#### [Quoted passage]
◆ ◆ ◆ ◆ ◆

During the pandemic, some of us developed an unhealthy attachment to our TV sets. But as life slowly returns to normal, it’s time for less binge-watching and more traveling. These hotels will take you away from your favorite streaming shows — but not too far away. Can you guess them all?

There were people who acquired new skills during the pandemic — they learned a language, or an instrument, or how to bake bread and knit socks. Others, though, found the most comfortable spot possible and just sat there, watching television. A lot of television. As a result, the only thing they learned was that drugs make you better at chess maybe, or that Michael Jordan was poisoned by a pizza maybe, or that the “Not great, Bob!” meme isn’t as great as the show it comes from. Maybe.

If your extended time indoors was notable more for practicing Mare of Easttown’s Delco accent than practicing the piano, this list is for you. The hotels below remind us of some of the most-streamed programs of the past year, and they’ll help ease your transition back out into the world. We’ve provided clues as to why we chose them, but it’s up to you to connect the hotel to the show. Some will be easy, some a challenge. Answers will come at the end. If you get them all correct that’s a good thing. Maybe?

THE SHOWS AND CLUES:
THE OFFICE: Jim’s getaway
SURVIVOR: Peak Rob
MARVELOUS MRS. MAISEL: Killing
I THINK YOU SHOULD LEAVE: Real ones know
THE LAST DANCE: No flu-like symptoms here
MAD MEN: Cynicism and idealism
THE MANDALORIAN: Franchise roots
SUCCESSION: Boar on the floor
THE SOPRANOS: Johnny cakes
ZEROZEROZERO: Port of origin
THE QUEEN’S GAMBIT: Opening move
CALL MY AGENT: Sigourney
MARE OF EASTTOWN: Siobhan’s new digs
THE CROWN: The Queen emerges
REPAIR SHOP: Ply your trade

 

Mahali Mzuri

Masai Mara, Kenya

Mahali Mzuri

Mahali Mzuri offers a safari experience, billionaire-style. The name means “beautiful place” in Swahili, and the luxury hotel’s location on the grassy plains of a private nature conservancy is indeed picturesque. There’s a central tent with an open fireplace and a wide terrace where gourmet meals and free-flowing champagne are served, connected by open-air walkways to twelve additional tents. Each houses an elegant suite with a private furnished deck facing the wilderness.

◆ ◆ ◆ ◆ ◆

#### [What you will do]
**A)** Retype the hotel quiz article from "During the pandemic, some" to "comes from. Maybe.".
**B)** Write what comes next in the hotel quiz article, beginning after its final sentence.
The entries play no part in this work.

◆ ◆ ◆ ◆ ◆

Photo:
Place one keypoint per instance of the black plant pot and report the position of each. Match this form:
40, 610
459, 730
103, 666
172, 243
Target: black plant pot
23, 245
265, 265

◆ ◆ ◆ ◆ ◆

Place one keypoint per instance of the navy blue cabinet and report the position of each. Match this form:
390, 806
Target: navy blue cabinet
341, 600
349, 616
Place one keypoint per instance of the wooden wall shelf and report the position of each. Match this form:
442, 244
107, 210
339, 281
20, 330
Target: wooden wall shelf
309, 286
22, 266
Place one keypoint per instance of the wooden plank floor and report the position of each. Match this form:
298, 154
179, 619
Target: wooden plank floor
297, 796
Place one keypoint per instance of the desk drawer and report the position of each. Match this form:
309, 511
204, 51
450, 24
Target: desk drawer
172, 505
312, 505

◆ ◆ ◆ ◆ ◆

#### [Answers by item]
**A)**
During the pandemic, some of us developed an unhealthy attachment to our TV sets. But as life slowly returns to normal, it’s time for less binge-watching and more traveling. These hotels will take you away from your favorite streaming shows — but not too far away. Can you guess them all?

There were people who acquired new skills during the pandemic — they learned a language, or an instrument, or how to bake bread and knit socks. Others, though, found the most comfortable spot possible and just sat there, watching television. A lot of television. As a result, the only thing they learned was that drugs make you better at chess maybe, or that Michael Jordan was poisoned by a pizza maybe, or that the “Not great, Bob!” meme isn’t as great as the show it comes from. Maybe.

**B)**
Hotel Habita

Monterrey, Mexico

Hotel Habita

Grupo Habita is responsible for more than a few of Mexico’s most stylish boutique hotels, including this outpost in Monterrey. And while other hotels in town play to Monterrey’s colonial heritage, the Habita opts for contemporary lines and a striking and utterly modern black-and-white color scheme, courtesy of the Mexican architect Agustín Landa and the Parisian interior designer Joseph Dirand. With thirty-nine rooms it keeps to the intimate scale that the Habita group does best.

Graduate Berkeley

Berkeley, California

Graduate Berkeley

In hospitality, concept is only part of the package — the delight is often in the details, and in the execution, and it’s there that the Graduates distinguish themselves. This one, a block from the University of California’s Berkeley campus, has plenty of fun with its concept, though; the fictional archaeologist Indiana Jones was a professor as well, and the Graduate Berkeley imagines what he might have done with a 144-room 1928-vintage hotel on Durant Avenue, a block off of Telegraph.

Shinola Hotel

Detroit, Michigan

Shinola Hotel

Perhaps no city in the United States is as famous for its precipitous decline as Detroit. But where there’s a low, there’s an opportunity to rise up, and today Detroit is also famous for the urban revitalization that’s currently in full swing. It’s a story that’s intimately bound up with the rise of the Detroit-based Shinola, a retailer selling watches, bicycles, and lifestyle products manufactured largely in America. And to this story we can add another tangible improvement that Shinola has made to downtown Detroit: the Shinola Hotel.

Spicers Sangoma Retreat

Blue Mountains, Australia

Spicers Sangoma Retreat

You don’t have to go far from bustling, cosmopolitan Sydney to get well and truly away from it all. Spicers Sangoma Retreat is fifty miles from the city, a little over an hour by car, but far enough into the Blue Mountains that the urban sprawl is but a distant memory. That faraway feeling is accentuated by the forest views, and by the African-inspired interiors — Sangoma is the Zulu word for “healer,” and there’s more than a little bit of a safari-lodge accent to these eight lavish modernist suites.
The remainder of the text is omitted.